# DATASET EXCERPTS start
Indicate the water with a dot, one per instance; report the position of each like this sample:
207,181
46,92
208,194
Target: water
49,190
# DATASET EXCERPTS end
YOUR GOAL:
Replace every "dot" in the records with "point", leaving everything else unchanged.

EXPECTED ANSWER:
Indicate the water with a point, one per instance; report the position of each like this sample:
207,181
46,92
208,194
Target: water
49,190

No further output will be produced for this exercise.